Problems to work on:
1. Please copy the passage on the Catholic Church's founding by Christ word for word, in full.
2. Format the entries from the line containing "Target: word nascente" through the final line of the entries as a numbered list, omitting blank lines.

Quoted passage:

The Catholic faith stands or falls with one very important claim: the Catholic Church, including its institutional structure of Popes, Bishops, Priests, and Deacons, was intentionally founded and established by Christ. Catholics believe that Jesus literally and directly founded the institutional Catholic by appointing Apostles with the ability to elect successors for themselves, namely, the Bishops. If the Bishops do not have authority from Christ to govern the Church and, overtime, by means of a process of doctrinal clarification through Oecumenical Councils declare what a Christian must believe, then the Catholic Church is simply another institution of messed up people and nothing more.
On the Catholic view, a Church scandal — much like those faced by the author of 2 Corinthians — is an opportunity to remind ourselves of who our faith is in. Our faith is not in people but in a Person, namely, Jesus Christ. Sometimes (always?) the people in Jesus’s Church dont represent Him as well as He deserves. But that fact alone doesnt change Jesus. We can’t make Jesus fit our mold. We need to fit Jesus’s mold.

[Point placement entries]
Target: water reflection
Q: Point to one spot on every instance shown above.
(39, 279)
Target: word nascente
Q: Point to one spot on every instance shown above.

Written responses:
1.
The Catholic faith stands or falls with one very important claim: the Catholic Church, including its institutional structure of Popes, Bishops, Priests, and Deacons, was intentionally founded and established by Christ. Catholics believe that Jesus literally and directly founded the institutional Catholic by appointing Apostles with the ability to elect successors for themselves, namely, the Bishops. If the Bishops do not have authority from Christ to govern the Church and, overtime, by means of a process of doctrinal clarification through Oecumenical Councils declare what a Christian must believe, then the Catholic Church is simply another institution of messed up people and nothing more.
On the Catholic view, a Church scandal — much like those faced by the author of 2 Corinthians — is an opportunity to remind ourselves of who our faith is in. Our faith is not in people but in a Person, namely, Jesus Christ. Sometimes (always?) the people in Jesus’s Church dont represent Him as well as He deserves. But that fact alone doesnt change Jesus. We can’t make Jesus fit our mold. We need to fit Jesus’s mold.

2.
1. Target: word nascente
2. Q: Point to one spot on every instance shown above.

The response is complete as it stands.